+++ Records supplied +++
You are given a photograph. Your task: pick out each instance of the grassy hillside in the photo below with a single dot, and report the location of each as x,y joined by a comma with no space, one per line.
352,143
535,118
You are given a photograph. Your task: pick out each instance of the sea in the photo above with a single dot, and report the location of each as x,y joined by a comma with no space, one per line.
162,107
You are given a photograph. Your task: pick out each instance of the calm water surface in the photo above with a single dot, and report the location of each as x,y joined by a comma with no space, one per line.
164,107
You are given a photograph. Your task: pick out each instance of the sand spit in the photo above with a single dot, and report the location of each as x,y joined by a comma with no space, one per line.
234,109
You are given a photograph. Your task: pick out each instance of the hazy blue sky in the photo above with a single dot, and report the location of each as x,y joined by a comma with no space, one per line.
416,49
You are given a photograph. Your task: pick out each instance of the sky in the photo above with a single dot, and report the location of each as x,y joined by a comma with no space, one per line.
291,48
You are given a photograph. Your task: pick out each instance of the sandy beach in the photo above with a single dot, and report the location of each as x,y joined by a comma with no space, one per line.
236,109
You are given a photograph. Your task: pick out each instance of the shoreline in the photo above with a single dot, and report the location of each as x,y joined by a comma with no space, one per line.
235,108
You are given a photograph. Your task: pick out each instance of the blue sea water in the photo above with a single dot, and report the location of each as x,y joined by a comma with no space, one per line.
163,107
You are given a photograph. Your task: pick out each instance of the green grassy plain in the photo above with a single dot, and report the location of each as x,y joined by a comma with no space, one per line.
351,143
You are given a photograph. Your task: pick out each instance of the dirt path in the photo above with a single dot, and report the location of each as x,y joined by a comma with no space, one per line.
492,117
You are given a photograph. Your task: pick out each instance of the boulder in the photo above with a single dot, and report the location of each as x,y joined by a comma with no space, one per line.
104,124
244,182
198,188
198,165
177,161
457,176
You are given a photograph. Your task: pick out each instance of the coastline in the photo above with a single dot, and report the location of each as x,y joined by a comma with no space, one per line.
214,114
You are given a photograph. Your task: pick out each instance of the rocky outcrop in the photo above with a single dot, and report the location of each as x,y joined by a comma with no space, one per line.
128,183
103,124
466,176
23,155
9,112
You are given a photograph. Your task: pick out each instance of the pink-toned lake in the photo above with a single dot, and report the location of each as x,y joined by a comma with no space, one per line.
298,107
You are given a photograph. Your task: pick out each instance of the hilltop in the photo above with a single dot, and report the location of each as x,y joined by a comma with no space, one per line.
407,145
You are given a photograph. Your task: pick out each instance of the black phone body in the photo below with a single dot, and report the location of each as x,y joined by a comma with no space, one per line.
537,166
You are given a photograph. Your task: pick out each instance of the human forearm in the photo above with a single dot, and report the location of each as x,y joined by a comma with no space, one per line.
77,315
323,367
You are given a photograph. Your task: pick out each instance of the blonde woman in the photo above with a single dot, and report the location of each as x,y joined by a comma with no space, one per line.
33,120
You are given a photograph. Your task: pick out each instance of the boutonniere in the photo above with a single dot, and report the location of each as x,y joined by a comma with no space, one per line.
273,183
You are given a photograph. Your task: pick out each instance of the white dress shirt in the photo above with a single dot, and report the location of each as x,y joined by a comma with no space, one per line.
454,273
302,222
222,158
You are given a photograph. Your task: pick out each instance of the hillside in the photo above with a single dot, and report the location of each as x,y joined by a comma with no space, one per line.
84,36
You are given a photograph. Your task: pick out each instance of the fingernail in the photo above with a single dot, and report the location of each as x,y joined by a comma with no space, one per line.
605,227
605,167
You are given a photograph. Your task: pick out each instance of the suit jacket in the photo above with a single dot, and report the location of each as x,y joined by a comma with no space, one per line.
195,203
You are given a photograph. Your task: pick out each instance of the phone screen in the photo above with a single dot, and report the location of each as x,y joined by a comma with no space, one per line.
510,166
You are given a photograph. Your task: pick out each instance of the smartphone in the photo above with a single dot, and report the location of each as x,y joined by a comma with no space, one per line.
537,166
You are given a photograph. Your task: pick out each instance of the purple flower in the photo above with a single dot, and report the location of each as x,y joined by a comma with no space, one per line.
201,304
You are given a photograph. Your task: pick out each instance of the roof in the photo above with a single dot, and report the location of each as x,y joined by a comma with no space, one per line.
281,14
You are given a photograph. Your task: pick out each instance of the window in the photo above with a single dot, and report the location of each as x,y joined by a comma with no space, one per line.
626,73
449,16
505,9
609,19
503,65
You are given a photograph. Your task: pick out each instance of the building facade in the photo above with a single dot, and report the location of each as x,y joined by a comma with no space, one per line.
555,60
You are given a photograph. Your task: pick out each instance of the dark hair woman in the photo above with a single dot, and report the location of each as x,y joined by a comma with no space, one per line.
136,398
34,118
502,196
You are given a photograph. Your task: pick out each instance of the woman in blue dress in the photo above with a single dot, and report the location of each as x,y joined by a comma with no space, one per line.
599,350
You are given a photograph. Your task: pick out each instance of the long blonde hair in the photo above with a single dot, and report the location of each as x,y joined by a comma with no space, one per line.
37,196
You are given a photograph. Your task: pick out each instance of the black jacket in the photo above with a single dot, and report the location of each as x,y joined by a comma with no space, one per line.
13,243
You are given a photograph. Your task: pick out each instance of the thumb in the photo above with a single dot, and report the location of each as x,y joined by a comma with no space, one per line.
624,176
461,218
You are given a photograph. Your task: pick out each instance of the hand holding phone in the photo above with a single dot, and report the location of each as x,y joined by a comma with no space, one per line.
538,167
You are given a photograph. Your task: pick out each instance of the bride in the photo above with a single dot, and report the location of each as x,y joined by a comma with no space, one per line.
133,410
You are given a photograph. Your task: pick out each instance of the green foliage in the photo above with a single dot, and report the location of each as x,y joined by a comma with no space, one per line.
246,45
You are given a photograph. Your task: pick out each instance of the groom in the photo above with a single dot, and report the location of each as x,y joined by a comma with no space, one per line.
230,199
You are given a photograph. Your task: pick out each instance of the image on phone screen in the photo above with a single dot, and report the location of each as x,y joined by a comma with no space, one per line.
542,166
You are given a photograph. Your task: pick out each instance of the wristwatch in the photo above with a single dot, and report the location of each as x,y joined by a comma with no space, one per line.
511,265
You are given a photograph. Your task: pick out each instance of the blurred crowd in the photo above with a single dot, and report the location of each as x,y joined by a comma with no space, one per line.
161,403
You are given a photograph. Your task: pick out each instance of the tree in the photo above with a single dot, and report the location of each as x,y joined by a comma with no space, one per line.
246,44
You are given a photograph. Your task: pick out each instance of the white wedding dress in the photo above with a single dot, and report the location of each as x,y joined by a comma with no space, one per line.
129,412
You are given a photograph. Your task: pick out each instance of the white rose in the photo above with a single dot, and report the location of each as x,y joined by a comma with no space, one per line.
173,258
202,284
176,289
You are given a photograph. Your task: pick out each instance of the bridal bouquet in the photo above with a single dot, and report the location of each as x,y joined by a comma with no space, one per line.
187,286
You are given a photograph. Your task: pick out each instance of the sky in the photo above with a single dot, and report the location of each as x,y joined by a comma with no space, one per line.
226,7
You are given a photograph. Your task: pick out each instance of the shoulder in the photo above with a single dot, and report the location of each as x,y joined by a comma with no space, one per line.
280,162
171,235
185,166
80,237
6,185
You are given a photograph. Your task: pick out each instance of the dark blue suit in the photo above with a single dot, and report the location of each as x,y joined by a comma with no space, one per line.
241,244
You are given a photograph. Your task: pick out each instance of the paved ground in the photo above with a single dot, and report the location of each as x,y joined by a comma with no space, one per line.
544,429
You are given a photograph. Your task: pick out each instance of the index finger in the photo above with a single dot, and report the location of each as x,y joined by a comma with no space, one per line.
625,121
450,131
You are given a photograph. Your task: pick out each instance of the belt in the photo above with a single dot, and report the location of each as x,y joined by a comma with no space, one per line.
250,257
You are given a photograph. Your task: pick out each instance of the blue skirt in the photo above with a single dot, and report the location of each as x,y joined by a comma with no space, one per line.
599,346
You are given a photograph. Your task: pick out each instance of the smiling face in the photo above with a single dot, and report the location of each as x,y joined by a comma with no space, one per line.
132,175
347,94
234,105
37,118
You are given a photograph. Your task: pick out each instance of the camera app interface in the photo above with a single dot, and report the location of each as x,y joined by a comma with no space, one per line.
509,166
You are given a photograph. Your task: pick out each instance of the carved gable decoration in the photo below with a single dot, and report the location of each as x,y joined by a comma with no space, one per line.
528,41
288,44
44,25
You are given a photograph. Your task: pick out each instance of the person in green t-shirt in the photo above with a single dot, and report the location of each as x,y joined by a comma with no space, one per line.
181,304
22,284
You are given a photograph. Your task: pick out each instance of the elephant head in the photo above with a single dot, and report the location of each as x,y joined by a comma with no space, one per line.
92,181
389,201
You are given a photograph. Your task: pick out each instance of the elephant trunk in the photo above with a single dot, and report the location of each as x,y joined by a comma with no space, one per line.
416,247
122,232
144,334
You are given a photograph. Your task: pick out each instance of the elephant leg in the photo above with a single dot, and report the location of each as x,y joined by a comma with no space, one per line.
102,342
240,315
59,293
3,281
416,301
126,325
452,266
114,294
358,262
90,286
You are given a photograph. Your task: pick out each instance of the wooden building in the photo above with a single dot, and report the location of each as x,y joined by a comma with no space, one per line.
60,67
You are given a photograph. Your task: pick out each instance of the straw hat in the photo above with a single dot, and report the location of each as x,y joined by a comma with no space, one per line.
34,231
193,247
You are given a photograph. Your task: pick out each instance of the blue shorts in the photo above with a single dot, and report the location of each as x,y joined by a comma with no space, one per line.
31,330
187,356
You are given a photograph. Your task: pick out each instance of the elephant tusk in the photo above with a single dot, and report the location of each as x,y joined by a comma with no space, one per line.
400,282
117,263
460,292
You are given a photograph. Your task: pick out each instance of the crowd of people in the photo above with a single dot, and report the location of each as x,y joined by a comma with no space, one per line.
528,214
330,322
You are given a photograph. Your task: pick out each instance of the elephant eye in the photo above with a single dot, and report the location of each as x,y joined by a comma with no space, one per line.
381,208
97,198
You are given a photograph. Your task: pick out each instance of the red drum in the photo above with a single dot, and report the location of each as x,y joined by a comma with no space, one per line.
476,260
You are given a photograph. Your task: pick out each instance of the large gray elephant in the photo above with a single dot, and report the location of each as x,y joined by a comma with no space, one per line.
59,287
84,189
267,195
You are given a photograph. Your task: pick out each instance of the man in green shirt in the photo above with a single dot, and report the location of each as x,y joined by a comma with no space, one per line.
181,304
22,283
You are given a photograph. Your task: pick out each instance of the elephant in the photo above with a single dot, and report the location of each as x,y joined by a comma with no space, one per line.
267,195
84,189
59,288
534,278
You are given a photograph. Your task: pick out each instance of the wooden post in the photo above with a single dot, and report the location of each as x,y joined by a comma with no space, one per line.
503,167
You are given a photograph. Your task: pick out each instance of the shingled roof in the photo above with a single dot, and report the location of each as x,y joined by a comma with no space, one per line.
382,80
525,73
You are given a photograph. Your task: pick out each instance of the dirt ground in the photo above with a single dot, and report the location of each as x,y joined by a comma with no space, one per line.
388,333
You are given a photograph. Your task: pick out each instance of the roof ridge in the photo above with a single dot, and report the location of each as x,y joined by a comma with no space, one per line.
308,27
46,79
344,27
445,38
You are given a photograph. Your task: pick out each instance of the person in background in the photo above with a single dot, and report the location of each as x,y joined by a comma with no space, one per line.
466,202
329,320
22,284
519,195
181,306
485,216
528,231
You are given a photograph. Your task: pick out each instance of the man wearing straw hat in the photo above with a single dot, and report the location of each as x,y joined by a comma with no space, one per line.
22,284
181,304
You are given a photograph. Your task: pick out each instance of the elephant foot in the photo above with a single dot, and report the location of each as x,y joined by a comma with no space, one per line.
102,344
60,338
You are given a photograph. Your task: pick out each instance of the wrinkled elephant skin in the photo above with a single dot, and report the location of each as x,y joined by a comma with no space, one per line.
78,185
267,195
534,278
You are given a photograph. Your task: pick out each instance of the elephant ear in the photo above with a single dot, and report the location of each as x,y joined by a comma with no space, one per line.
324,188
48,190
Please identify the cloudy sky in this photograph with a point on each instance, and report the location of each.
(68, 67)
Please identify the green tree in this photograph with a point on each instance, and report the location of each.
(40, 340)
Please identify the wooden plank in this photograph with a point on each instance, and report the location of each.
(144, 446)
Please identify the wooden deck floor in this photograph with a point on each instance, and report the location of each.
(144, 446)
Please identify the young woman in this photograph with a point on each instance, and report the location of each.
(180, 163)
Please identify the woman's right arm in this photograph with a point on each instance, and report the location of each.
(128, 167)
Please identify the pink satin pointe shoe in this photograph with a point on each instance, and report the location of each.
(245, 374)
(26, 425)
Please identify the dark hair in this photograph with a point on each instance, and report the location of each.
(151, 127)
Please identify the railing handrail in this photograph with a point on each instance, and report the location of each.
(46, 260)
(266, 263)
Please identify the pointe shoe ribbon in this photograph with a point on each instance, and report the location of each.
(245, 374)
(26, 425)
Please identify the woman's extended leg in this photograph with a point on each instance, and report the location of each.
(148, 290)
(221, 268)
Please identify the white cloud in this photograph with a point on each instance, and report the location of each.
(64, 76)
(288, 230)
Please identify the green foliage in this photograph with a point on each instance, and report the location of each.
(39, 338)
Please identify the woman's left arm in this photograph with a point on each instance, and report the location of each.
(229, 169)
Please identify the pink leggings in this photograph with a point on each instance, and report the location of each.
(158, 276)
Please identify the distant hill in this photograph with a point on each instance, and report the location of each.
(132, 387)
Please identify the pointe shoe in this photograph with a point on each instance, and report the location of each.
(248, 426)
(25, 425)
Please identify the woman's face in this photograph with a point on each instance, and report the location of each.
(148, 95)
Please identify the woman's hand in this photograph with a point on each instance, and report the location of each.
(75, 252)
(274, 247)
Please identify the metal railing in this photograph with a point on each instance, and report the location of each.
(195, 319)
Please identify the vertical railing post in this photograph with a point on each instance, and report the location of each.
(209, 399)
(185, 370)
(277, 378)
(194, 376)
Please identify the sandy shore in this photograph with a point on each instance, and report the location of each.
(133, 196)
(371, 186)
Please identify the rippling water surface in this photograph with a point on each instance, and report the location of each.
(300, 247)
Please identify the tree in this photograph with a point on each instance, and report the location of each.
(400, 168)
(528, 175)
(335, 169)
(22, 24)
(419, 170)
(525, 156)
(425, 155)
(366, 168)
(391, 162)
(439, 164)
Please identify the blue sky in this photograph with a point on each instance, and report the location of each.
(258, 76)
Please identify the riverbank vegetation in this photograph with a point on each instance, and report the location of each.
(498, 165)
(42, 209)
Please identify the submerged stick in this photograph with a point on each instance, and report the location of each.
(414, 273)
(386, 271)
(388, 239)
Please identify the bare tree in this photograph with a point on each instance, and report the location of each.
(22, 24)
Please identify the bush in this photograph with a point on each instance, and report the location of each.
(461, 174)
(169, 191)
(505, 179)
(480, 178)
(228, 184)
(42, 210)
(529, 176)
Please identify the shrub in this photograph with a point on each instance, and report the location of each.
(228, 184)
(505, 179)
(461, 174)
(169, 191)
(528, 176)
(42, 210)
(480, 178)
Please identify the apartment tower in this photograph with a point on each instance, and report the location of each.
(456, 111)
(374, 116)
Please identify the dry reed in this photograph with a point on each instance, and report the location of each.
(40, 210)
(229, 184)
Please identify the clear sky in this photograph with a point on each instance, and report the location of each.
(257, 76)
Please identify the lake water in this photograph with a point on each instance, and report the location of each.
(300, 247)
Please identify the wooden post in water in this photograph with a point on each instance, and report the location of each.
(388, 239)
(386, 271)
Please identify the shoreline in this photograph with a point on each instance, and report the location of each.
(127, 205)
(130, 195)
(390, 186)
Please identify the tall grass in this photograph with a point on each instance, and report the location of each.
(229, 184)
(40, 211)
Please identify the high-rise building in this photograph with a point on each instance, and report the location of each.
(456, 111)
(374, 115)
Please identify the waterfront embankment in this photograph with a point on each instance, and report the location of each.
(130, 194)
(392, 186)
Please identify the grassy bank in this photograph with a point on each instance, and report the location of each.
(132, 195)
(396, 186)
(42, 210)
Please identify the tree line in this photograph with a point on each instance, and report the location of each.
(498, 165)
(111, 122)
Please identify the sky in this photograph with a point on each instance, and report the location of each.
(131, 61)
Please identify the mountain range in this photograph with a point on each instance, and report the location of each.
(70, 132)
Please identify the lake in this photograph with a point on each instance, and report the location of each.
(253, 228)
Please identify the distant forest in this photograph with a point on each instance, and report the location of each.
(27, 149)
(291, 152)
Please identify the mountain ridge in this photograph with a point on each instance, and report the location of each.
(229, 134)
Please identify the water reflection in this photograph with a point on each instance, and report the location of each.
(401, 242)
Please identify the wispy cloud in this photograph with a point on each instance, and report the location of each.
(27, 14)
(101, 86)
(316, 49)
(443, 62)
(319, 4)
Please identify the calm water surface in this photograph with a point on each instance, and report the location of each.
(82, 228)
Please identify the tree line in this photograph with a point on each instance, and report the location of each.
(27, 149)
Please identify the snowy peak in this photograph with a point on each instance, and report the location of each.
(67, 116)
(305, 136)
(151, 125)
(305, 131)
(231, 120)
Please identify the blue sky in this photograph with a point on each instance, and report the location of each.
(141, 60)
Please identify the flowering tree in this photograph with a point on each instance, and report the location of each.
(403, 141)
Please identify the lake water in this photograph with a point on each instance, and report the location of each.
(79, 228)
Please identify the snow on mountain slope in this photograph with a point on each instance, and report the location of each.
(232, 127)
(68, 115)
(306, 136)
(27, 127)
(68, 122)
+++
Your task is to return, exactly and on their own, the lines from the one containing "Please identify the sky" through the last line of the listing.

Please identify the sky in this photograph with a point on each instance, and report the location of each.
(131, 61)
Please identify the mountain range in this photograph with a point on each instance, and report the location of each.
(70, 132)
Please identify the lake in this photograph with a point on each instance, and report the location of each.
(253, 228)
Please identify the distant forest in this photograph with a point on each instance, and report the location of each.
(27, 149)
(291, 152)
Please identify the mountain ridge in this photograph with a point on each instance, and report the location of each.
(229, 134)
Please identify the water reflection in this photograph with a point on each instance, and report the location of each.
(401, 242)
Please identify the wispy cloud in this photograph with a point on each instance, and report the location of each.
(27, 14)
(101, 86)
(316, 49)
(443, 62)
(319, 4)
Please identify the calm water surface in this photograph with a point on each instance, and report the location of each.
(82, 228)
Please identify the tree line in this photograph with a point on each instance, and report the location of each.
(27, 149)
Please identify the snowy peak in this photograph with a point on each instance, and report the location of each.
(67, 116)
(305, 136)
(151, 125)
(305, 131)
(231, 120)
Please identify the blue sky in this photograph with a point on each instance, and report the location of each.
(141, 60)
Please identify the flowering tree in this photograph with a point on each instance, and report the location of each.
(403, 141)
Please identify the lake water in this photograph with a point on each instance, and report the location of each.
(79, 228)
Please identify the snow on mountain slope in this photograph with a point on each instance, and report the location of each.
(232, 127)
(68, 115)
(306, 136)
(27, 127)
(68, 122)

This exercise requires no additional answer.